▶ [Records supplied]:
◆ ◆ ◆ ◆

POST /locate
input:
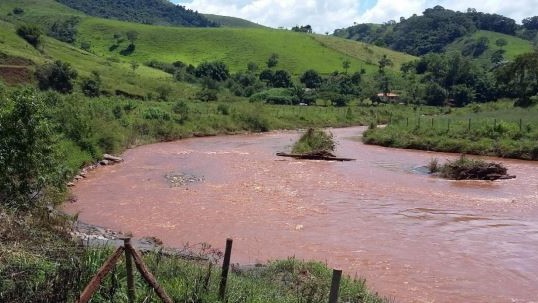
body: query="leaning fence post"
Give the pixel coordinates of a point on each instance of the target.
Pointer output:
(335, 286)
(225, 268)
(129, 268)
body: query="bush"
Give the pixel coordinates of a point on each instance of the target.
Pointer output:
(58, 76)
(215, 70)
(91, 87)
(31, 33)
(315, 141)
(28, 151)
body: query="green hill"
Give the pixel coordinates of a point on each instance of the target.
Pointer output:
(227, 21)
(514, 46)
(236, 47)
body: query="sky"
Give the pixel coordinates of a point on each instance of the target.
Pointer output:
(328, 15)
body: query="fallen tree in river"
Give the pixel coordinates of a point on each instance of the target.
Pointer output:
(469, 169)
(314, 144)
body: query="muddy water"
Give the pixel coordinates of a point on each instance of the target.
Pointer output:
(415, 238)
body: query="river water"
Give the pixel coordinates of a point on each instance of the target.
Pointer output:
(413, 237)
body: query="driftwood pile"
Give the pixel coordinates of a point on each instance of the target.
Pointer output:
(468, 169)
(319, 155)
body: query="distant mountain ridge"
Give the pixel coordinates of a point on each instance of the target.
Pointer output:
(156, 12)
(433, 31)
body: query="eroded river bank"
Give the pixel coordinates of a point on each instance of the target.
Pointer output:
(414, 237)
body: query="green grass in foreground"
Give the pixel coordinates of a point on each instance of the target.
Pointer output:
(281, 281)
(515, 46)
(494, 129)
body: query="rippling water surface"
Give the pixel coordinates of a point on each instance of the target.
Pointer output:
(414, 237)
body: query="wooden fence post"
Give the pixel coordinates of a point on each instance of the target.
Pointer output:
(146, 274)
(225, 268)
(90, 289)
(129, 268)
(335, 286)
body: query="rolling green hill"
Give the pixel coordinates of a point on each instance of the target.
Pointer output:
(227, 21)
(515, 46)
(236, 47)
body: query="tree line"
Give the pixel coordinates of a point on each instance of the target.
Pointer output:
(435, 29)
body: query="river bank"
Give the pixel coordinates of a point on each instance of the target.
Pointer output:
(374, 217)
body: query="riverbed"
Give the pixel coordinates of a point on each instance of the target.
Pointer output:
(414, 237)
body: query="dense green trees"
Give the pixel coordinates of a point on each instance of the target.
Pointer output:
(431, 32)
(311, 79)
(29, 160)
(215, 70)
(520, 78)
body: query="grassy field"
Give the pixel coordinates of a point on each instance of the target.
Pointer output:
(236, 47)
(515, 46)
(493, 129)
(227, 21)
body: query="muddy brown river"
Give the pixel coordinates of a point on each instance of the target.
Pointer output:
(413, 237)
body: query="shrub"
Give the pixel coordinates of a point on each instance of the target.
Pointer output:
(30, 33)
(58, 76)
(28, 153)
(315, 141)
(91, 87)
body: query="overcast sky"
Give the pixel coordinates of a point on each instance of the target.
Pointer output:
(328, 15)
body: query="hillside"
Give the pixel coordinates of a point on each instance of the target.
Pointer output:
(160, 12)
(235, 47)
(227, 21)
(467, 46)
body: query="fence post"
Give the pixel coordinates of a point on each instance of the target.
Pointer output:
(225, 268)
(335, 286)
(129, 268)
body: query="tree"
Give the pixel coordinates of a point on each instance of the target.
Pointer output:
(32, 34)
(281, 78)
(252, 67)
(132, 36)
(28, 153)
(520, 78)
(501, 42)
(311, 79)
(530, 23)
(215, 70)
(267, 76)
(272, 61)
(58, 76)
(91, 86)
(134, 65)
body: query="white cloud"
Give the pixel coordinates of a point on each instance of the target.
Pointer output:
(327, 15)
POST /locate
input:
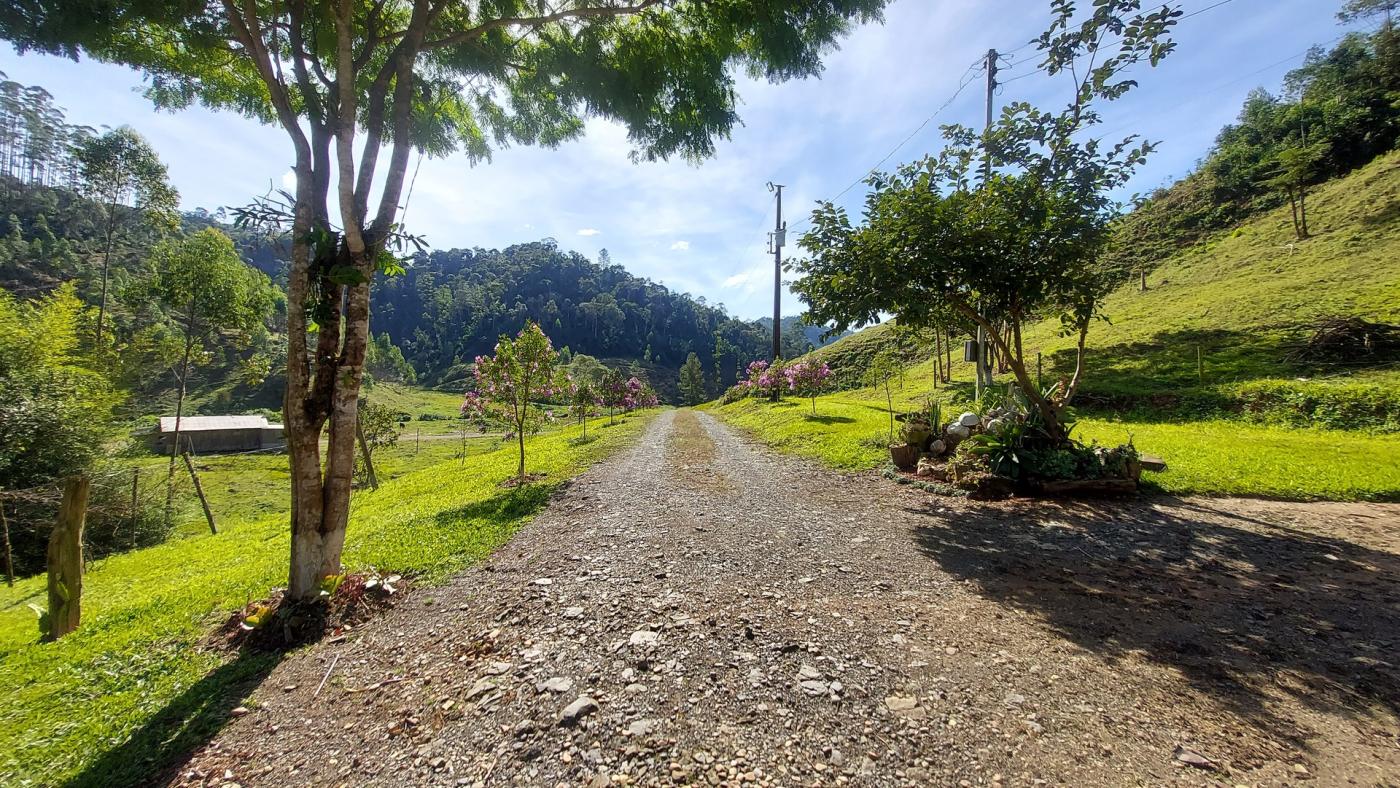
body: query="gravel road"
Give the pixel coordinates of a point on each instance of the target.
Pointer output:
(700, 610)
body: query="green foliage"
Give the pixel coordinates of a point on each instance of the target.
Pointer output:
(692, 381)
(1210, 456)
(385, 361)
(510, 384)
(132, 690)
(450, 304)
(206, 283)
(1337, 111)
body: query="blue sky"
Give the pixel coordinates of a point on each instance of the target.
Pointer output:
(702, 228)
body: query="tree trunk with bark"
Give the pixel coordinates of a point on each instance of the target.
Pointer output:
(179, 413)
(107, 265)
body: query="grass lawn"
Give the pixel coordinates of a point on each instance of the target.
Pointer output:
(1218, 458)
(132, 690)
(1242, 298)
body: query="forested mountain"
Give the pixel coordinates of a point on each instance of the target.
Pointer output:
(1336, 112)
(451, 305)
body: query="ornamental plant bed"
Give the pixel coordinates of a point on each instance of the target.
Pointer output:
(1004, 452)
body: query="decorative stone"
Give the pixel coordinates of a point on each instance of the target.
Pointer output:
(577, 710)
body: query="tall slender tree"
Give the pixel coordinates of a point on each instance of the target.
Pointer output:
(353, 80)
(210, 290)
(121, 168)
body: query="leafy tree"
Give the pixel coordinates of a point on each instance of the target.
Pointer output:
(385, 361)
(692, 381)
(585, 368)
(508, 385)
(1022, 240)
(882, 370)
(212, 293)
(121, 168)
(581, 399)
(613, 394)
(808, 378)
(53, 406)
(378, 427)
(434, 76)
(1297, 168)
(1354, 10)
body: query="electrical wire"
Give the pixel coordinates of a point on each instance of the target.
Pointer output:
(968, 79)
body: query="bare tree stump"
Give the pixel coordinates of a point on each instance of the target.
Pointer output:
(199, 490)
(66, 561)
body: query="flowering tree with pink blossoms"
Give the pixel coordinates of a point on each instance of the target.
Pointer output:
(766, 380)
(522, 371)
(808, 378)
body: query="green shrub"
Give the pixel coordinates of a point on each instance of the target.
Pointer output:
(1319, 403)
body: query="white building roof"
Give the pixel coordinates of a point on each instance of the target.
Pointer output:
(203, 423)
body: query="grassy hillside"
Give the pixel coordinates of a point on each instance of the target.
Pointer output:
(132, 689)
(1243, 300)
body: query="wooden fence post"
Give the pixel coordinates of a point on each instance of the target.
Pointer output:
(9, 557)
(199, 490)
(66, 560)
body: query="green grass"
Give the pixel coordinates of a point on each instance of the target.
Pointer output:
(1242, 297)
(1218, 458)
(130, 690)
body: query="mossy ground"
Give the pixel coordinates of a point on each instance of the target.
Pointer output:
(132, 689)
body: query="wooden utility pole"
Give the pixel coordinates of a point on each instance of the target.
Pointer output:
(779, 231)
(199, 491)
(65, 560)
(9, 557)
(983, 370)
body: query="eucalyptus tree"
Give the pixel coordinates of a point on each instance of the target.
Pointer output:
(121, 168)
(352, 81)
(1003, 226)
(210, 291)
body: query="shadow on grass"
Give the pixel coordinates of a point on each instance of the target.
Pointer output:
(154, 752)
(1245, 608)
(503, 508)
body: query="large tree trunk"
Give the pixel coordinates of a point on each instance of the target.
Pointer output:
(65, 561)
(179, 413)
(107, 265)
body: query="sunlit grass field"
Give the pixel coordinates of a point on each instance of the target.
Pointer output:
(114, 701)
(1217, 458)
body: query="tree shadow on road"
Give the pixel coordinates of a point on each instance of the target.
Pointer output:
(1245, 608)
(182, 727)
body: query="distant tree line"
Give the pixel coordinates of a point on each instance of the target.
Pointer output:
(451, 307)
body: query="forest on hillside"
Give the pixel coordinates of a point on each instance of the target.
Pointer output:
(1334, 114)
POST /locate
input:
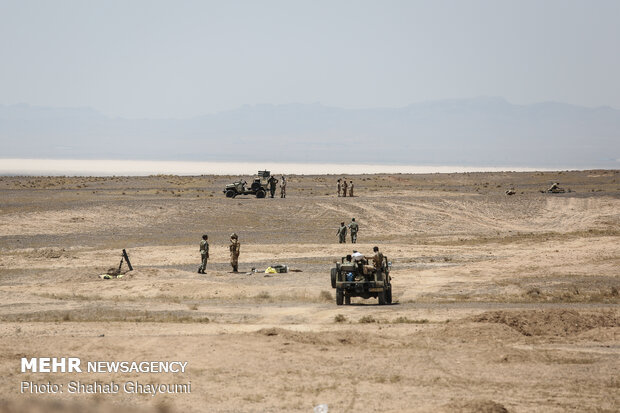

◆ ◆ ◆ ◆

Output nothing but an exact retyping of the material, pictures excluded.

POST /locate
input:
body: query="leaning fence post"
Give the pixel coordinates of a point on each instance of the target.
Pointer output:
(335, 286)
(225, 268)
(129, 268)
body: query="bush"
Give the pixel coordinates of a point on each instance of the target.
Pointer output:
(58, 76)
(215, 70)
(91, 87)
(31, 33)
(315, 141)
(28, 151)
body: query="green hill"
Give the pixel coordinates of a point on each instance of the target.
Pointer output:
(227, 21)
(514, 46)
(236, 47)
body: query="sky"
Give the pixel coordinates of a point on each instance of the target.
Pointer output:
(328, 15)
body: query="fallen tree in river"
Give the pixel coordinates of a point on each instance of the target.
Pointer output:
(469, 169)
(314, 144)
body: query="muddy water"
Give the pixel coordinates of a point on each instance of the target.
Pointer output:
(415, 238)
body: query="river water"
Give the pixel coordinates of a point on each instance of the target.
Pointer output:
(413, 237)
body: query="driftwood pile"
Give the pixel coordinates of a point on each instance of the target.
Pointer output:
(468, 169)
(319, 155)
body: query="distant mountain ridge"
Give the pixel coordinates of a point on each instance of the target.
Pointer output:
(156, 12)
(433, 31)
body: query="eroded river bank"
Give the pixel coordinates of a point on each instance of the target.
Pointer output:
(414, 237)
body: query="green grass in foreground"
Give the pixel coordinates of a point on each instance of the target.
Pointer output:
(281, 281)
(515, 46)
(494, 129)
body: query="rippling water surface"
Give the pixel coordinates of a point on each instance of the target.
Pointer output:
(414, 237)
body: query="wooden fence post"
Give the pixel coordinates of a point on each instance of the target.
Pointer output:
(146, 274)
(225, 268)
(90, 289)
(129, 268)
(335, 286)
body: query="rolling green hill"
Give the pixel coordinates of a point on each instance of the target.
Pointer output:
(227, 21)
(515, 46)
(236, 47)
body: query="tree line"
Give the pixel coordinates of a point on each instance of the target.
Pointer output:
(435, 29)
body: query="river bank"
Give the pixel coordinates of a point on each instance of the target.
Pointer output:
(374, 217)
body: query="riverbed"
Give the pixel coordinates of a point on each instance of the target.
Pointer output:
(414, 237)
body: query="dense green trees"
Give the pixel coordinates of a point on each instance of the target.
Pointer output:
(431, 32)
(311, 79)
(29, 160)
(215, 70)
(520, 78)
body: query="grassy field"
Give the pixel coordinates of a point on each instance of the target.
Pointer output:
(236, 47)
(515, 46)
(493, 129)
(227, 21)
body: query="muddy brown river"
Give the pixel coordinates of a point on each instance of the target.
Pointer output:
(413, 237)
body: query="shrub"
Give the pixel coordinates of a point on each instance of the target.
Pointer output:
(30, 33)
(58, 76)
(28, 153)
(315, 141)
(91, 87)
body: query="overcast sky"
Give the pixel coordinates of a point on each instance of the target.
Pointer output:
(328, 15)
body: query="hillside"
Give the pixel coordinates of a point on each instance of the target.
Pointer output:
(160, 12)
(235, 47)
(227, 21)
(467, 46)
body: query="fence post"
Give the pixel coordinates of a point on each instance of the target.
Pointer output:
(225, 268)
(335, 286)
(129, 268)
body: query="tree"
Give the pixel coordinates of a point on each instance of the target.
Pointer output:
(32, 34)
(281, 78)
(252, 67)
(132, 36)
(28, 153)
(520, 78)
(501, 42)
(311, 79)
(530, 23)
(215, 70)
(267, 76)
(272, 61)
(58, 76)
(91, 86)
(134, 65)
body: query="white cloud"
Give the pixel coordinates of a point on each instance of the target.
Pointer output:
(327, 15)
POST /locate
input:
body: query="gravel road"
Give the pixel coordinates of a point on each instance of the target.
Pointer output:
(700, 610)
body: query="green foliage"
Give the pixel coordinates of a point on each instance of the target.
Pointer output:
(692, 381)
(1210, 456)
(385, 361)
(510, 384)
(132, 690)
(450, 304)
(206, 283)
(1337, 111)
body: query="blue sky"
Give the pixel coordinates of a point on each instance of the target.
Pointer output:
(702, 228)
body: query="tree trunk with bark"
Give the pixel coordinates of a point on each instance of the target.
Pointer output:
(179, 413)
(107, 265)
body: query="grass lawn"
Give the pixel coordinates of a point on each instance of the target.
Pointer output:
(1218, 458)
(132, 690)
(1242, 298)
body: query="forested mountain"
Give the pixel coordinates of a point on each instance of the target.
Pointer output:
(1336, 112)
(451, 305)
body: query="ornamental plant bed"
Give the pixel coordinates of a point on each instance of the target.
Pointer output:
(1004, 452)
body: query="decorative stone"
Give the pixel coordinates of a point on each instance of the target.
Pointer output:
(577, 710)
body: query="tall slender tree"
Give the pixel coordinates of a point on each instance of the target.
Pointer output:
(353, 80)
(210, 290)
(121, 168)
body: query="leafy tree"
Give the pixel coordinates of a point on each instance of the target.
Pointer output:
(385, 361)
(692, 381)
(585, 368)
(508, 385)
(1022, 240)
(882, 370)
(212, 293)
(121, 168)
(581, 399)
(613, 394)
(808, 378)
(53, 406)
(378, 427)
(434, 76)
(1297, 168)
(1354, 10)
body: query="electrical wire"
Give the pixel coordinates of a point on each instance of the target.
Pointer output:
(968, 79)
body: query="bare tree stump"
Give the pixel coordinates of a point on each instance of the target.
Pointer output:
(199, 490)
(66, 561)
body: query="flowering tree with pink blossoms"
Give the pixel coordinates of a point on each instance of the target.
Pointer output:
(766, 380)
(522, 371)
(808, 378)
body: query="green shrub"
Give the pixel coordinates of a point on each instance of the target.
Pointer output:
(1319, 403)
body: query="white building roof"
Give the pixel coordinates of a point on each instance of the target.
Pointer output:
(203, 423)
body: query="grassy hillside"
Give the pixel coordinates of a point on each instance of the target.
Pointer output:
(132, 689)
(1243, 300)
body: query="wooden fence post"
Give the pixel coordinates of a point on each instance of the target.
Pointer output:
(9, 557)
(199, 490)
(66, 560)
body: query="green grass"
Give the pixel coordinates of a point on each instance of the target.
Pointer output:
(1242, 297)
(1218, 458)
(130, 690)
body: query="mossy ground"
Give the pixel coordinates of a point on each instance of the target.
Pointer output:
(132, 689)
body: query="wooden utility pole"
Give the pixel coordinates of a point on each instance of the target.
Pointer output:
(779, 231)
(199, 491)
(65, 560)
(9, 557)
(983, 370)
body: query="eucalyptus tree"
Give the pixel coordinates of a point on each instance of the target.
Pointer output:
(121, 168)
(352, 81)
(1003, 226)
(210, 291)
body: query="shadow on grass"
Give the pixel coordinates of a point on each instance of the target.
Pointer output:
(154, 752)
(1245, 608)
(503, 508)
body: query="large tree trunk"
Give the pixel coordinates of a point on each instance of the target.
Pointer output:
(65, 561)
(179, 413)
(107, 265)
body: query="sunlit grass field"
Give the pixel coordinates of a point on each instance of the target.
Pointer output:
(114, 701)
(1217, 458)
body: query="tree shadow on road"
Give the pixel coordinates of a point on each instance of the target.
Pointer output:
(1245, 608)
(182, 727)
body: query="distant tree line"
Give the pixel coordinates of a point on each instance of the target.
Pointer output:
(451, 307)
body: query="forest on hillside"
Give the pixel coordinates of a point on each instance of the target.
Pointer output:
(1334, 114)
POST /locate
input:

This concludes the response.